- _Required action_: Please write out all the entries exactly, without the pictures.
Records for the task below:
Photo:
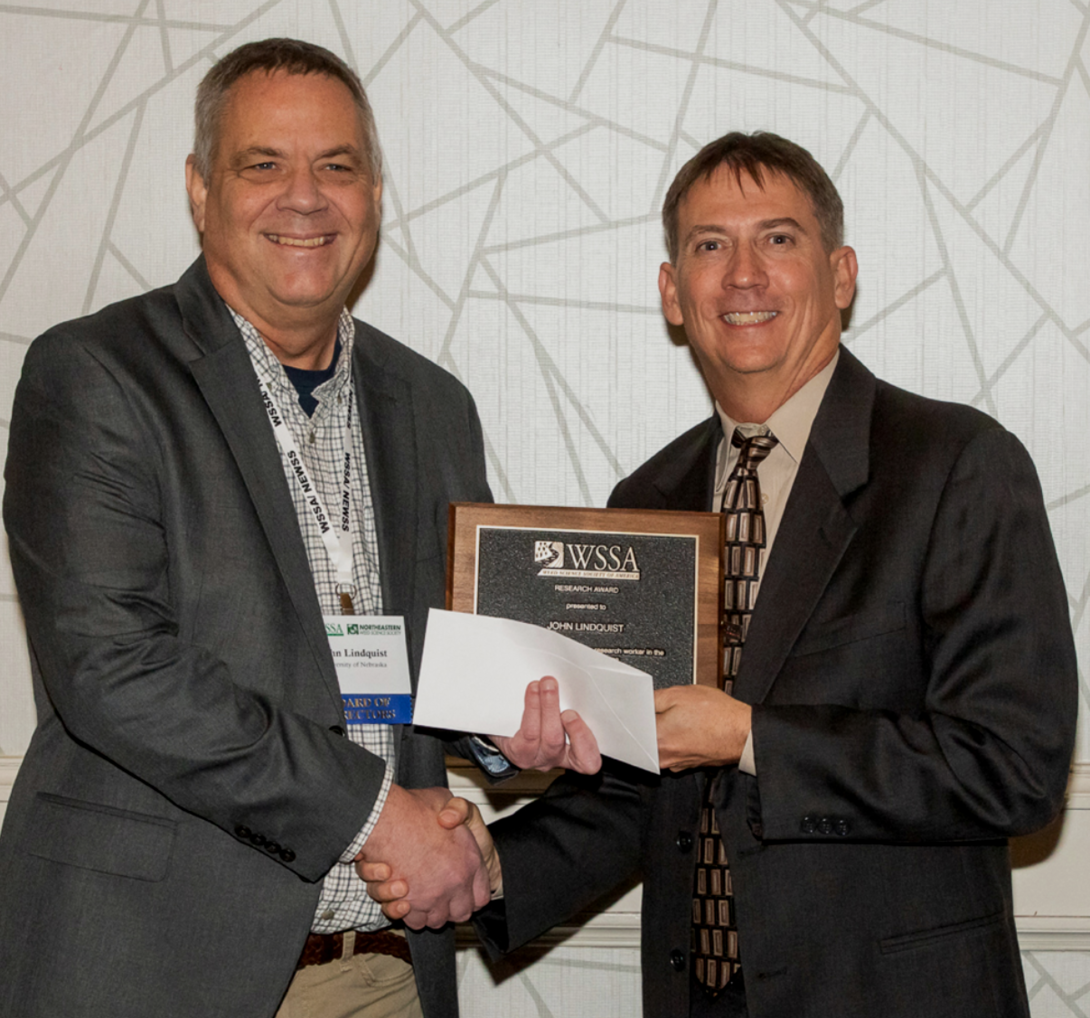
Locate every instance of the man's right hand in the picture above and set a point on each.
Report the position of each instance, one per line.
(392, 892)
(441, 865)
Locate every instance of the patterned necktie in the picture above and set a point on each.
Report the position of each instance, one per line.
(714, 931)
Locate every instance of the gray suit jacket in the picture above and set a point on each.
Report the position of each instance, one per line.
(188, 703)
(912, 673)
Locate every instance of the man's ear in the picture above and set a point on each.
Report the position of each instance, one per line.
(197, 191)
(845, 270)
(668, 289)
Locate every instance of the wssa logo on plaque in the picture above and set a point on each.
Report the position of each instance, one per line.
(628, 595)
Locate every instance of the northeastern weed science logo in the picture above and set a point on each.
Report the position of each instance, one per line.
(585, 561)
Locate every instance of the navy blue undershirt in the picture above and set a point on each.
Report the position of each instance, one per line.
(305, 382)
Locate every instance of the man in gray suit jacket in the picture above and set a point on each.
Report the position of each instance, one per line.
(906, 693)
(183, 832)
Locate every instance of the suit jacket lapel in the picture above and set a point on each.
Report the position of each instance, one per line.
(223, 374)
(389, 440)
(815, 528)
(689, 481)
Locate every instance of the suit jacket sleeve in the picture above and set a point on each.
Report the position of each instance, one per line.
(982, 750)
(124, 671)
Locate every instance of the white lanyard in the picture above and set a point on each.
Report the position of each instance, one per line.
(337, 536)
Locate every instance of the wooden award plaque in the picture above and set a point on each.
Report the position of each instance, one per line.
(641, 585)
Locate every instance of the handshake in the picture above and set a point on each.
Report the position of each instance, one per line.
(430, 859)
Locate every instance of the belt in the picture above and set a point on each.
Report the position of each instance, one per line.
(324, 947)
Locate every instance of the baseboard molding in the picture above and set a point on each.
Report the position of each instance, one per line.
(621, 931)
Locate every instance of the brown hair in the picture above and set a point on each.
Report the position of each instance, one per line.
(292, 56)
(755, 155)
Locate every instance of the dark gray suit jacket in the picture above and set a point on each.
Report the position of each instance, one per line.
(188, 703)
(912, 673)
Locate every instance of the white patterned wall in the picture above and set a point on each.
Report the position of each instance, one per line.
(528, 145)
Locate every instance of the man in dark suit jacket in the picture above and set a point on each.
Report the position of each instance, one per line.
(906, 699)
(190, 784)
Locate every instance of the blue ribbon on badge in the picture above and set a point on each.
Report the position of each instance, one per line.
(377, 709)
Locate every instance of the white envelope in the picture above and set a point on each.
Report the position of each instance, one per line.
(474, 675)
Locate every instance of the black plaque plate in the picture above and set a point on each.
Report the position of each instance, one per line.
(642, 586)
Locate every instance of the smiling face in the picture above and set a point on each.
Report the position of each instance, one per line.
(290, 213)
(758, 294)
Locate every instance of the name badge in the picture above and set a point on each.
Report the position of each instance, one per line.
(372, 667)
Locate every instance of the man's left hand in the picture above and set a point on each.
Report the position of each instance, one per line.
(699, 726)
(548, 739)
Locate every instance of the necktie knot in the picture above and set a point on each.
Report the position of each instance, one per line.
(752, 448)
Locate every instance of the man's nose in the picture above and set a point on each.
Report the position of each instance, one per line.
(302, 192)
(745, 269)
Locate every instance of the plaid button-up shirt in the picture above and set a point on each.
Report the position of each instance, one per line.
(343, 904)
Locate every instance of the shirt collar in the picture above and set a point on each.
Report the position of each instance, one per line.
(791, 422)
(270, 368)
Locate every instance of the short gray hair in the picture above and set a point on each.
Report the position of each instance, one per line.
(755, 155)
(291, 56)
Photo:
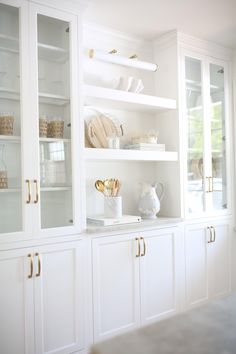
End of Records for the task.
- _Solution_:
Photo:
Locate every instance of the man's right hand in the picture above and set a point on each.
Report the position of each instance, one per line.
(392, 892)
(441, 865)
Locate every instance of the patterned necktie in the picture above and set a point on each.
Report the position of each instance, one per line.
(714, 931)
Locate every instance of the gray suit jacket in the picture above and set a point on each.
Report the position of each instance, one per line.
(188, 703)
(912, 673)
Locate every instance of the man's ear in the picture above and set a point on each.
Report the position of each instance, one per line.
(197, 191)
(845, 270)
(668, 289)
Locate every instance of the wssa logo on plaque in the picture above and set a point on each.
Report the position of each instance, one per line.
(628, 595)
Locate every instance of the northeastern weed science logo in the picture above and set a point on each.
Report the position of each instance, one per line.
(585, 561)
Locate every instance of the navy blue undershirt in the picture above and set a point on each.
Report the position of each instance, one per line.
(305, 382)
Locate every instance of the man in gray suit jacket in the picture above and set a point on each.
Report the position of each instance, one per line.
(906, 693)
(183, 832)
Locate every instance of the suit jacket lapel in the picture above and set a point on each.
Report the position of each instance, one per line.
(223, 374)
(389, 440)
(815, 528)
(689, 481)
Locate every instance of the suit jacket sleeve in the picture above and set a point on each.
Report the position of each instance, one per line.
(982, 750)
(124, 671)
Locate every instance of the white lanyard in the picture above and set a point on each.
Report the position of each instance, one per line.
(337, 536)
Locate every instance of the wooden award plaque in the picture above and set a point on each.
Report the position of each instance, one per line.
(641, 585)
Locate every instance of the handshake in the picture above and set a point on each.
Report the position of each instance, one per line.
(430, 859)
Locate every instance of the belt in the picture above and set a point on each.
Report the position of each instance, one per line.
(324, 947)
Locate every instance of the baseboard molding in the picture above and set a point on each.
Report the position of each instance, one per line.
(621, 931)
Locate every instance of the brown hair in the picture above and set a point on each.
Report the position of each instance, one per line.
(292, 56)
(755, 155)
Locate every instance of the dark gray suit jacket in the picture above and set a point on each.
Report the position of each instance, one per line.
(188, 703)
(912, 673)
Locate every instance of the white patterned wall in the picture above and set a point on each.
Report the position of each instance, one per line.
(528, 145)
Locate every instance of the man in dark suit jacket in the picture above and set a point on each.
Report the position of each instance, one per line.
(906, 699)
(190, 784)
Locate every instance of the blue ribbon on badge in the picture above and set a point on each.
Report the position of each instance, one per line.
(377, 709)
Locate every instance of the white envelope in the picture above and set a point on each.
Report the position of each instance, one per line.
(474, 675)
Locate every instance of the black plaque plate in the picture above and set a point on each.
Report the position of each instance, one per line.
(642, 586)
Locate every instance of the smiling face in the picture above and set a point on each.
Report the position of each instance, one per line.
(290, 213)
(758, 294)
Locate every instance of the name badge in the picture above and set a point on each.
Report the position of each instance, one per line.
(372, 667)
Locate every instance of the man's left hand in the picture above and set a point on each.
Report the position of each instance, one per line.
(699, 726)
(548, 739)
Locate every instance of the necktie knot in the picture above and set a point on each.
Report the position of each instance, one per line.
(752, 448)
Locate every instance of the man's nose in the picture above and set a point on each.
Report the position of each instance, one per line.
(302, 192)
(745, 269)
Locate every instance of the plaid button-up shirt in the picture above and set a point on each.
Report the position of each instance, one per line.
(343, 904)
Locate every instance of the shirt collar in the picture above and set a point on each.
Report the position of each instance, one per line.
(791, 422)
(270, 368)
Locate every instance of the short gray hair in the picture above and set a point on each.
Report the position of each instance, one per line.
(755, 155)
(291, 56)
Photo:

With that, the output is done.